**OBJECTIVE:**
Gather every line in the listing that contains the string "white" and copy each one out. Case counts.

__________________________________________________

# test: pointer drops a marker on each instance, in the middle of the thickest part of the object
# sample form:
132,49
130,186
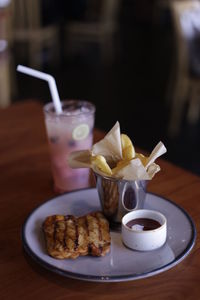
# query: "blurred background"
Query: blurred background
138,61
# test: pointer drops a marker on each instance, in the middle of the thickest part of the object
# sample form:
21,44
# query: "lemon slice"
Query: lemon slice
80,132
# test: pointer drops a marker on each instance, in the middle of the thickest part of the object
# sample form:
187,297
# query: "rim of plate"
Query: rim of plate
112,278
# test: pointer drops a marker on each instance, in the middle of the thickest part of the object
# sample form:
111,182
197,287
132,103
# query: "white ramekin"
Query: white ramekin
148,239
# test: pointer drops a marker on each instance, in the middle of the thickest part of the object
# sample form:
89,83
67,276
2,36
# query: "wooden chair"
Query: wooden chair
27,27
99,26
186,74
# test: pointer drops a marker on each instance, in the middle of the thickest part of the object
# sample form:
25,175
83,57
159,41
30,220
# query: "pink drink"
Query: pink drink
70,131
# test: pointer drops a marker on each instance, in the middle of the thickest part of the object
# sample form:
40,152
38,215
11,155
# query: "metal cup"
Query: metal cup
118,197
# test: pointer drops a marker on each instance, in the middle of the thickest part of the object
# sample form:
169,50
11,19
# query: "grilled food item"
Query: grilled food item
70,236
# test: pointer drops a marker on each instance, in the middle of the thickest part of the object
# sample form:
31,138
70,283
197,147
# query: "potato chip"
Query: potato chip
128,151
143,158
100,162
120,165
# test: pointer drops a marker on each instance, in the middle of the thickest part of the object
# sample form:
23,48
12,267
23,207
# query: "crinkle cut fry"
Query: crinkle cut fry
70,236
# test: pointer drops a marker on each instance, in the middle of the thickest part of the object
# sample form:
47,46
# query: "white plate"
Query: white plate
121,264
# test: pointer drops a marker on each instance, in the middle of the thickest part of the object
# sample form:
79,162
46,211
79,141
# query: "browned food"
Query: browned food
70,236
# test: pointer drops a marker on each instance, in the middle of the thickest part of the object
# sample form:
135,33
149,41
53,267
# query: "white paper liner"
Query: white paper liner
110,147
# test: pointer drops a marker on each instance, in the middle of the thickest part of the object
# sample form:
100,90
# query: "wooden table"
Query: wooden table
26,182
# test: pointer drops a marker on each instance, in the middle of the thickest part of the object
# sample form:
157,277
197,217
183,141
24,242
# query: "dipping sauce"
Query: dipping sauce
143,224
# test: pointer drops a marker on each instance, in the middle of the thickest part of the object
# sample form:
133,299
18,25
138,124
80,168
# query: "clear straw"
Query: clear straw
51,81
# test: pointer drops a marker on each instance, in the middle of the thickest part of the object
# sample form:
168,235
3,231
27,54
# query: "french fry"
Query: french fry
142,158
100,162
128,151
120,165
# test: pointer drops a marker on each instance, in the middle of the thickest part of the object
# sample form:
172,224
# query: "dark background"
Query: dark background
131,87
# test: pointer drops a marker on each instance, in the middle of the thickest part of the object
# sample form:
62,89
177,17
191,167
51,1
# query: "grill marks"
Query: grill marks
69,236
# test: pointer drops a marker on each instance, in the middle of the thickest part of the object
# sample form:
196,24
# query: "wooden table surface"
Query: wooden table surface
26,182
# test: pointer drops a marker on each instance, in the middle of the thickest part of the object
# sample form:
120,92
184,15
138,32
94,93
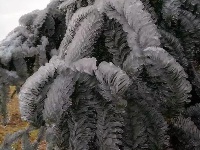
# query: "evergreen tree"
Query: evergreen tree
107,75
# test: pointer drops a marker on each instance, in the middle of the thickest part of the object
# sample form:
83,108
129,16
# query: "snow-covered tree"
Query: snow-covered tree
107,74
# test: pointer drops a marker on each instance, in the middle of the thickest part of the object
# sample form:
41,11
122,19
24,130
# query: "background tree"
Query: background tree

__________________________________________________

**SOLUTION FOR THIS PROBLEM:**
# query: "white ramekin"
Query: white ramekin
# query: "white plate"
Query: white plate
# query: "white paper liner"
Query: white paper liner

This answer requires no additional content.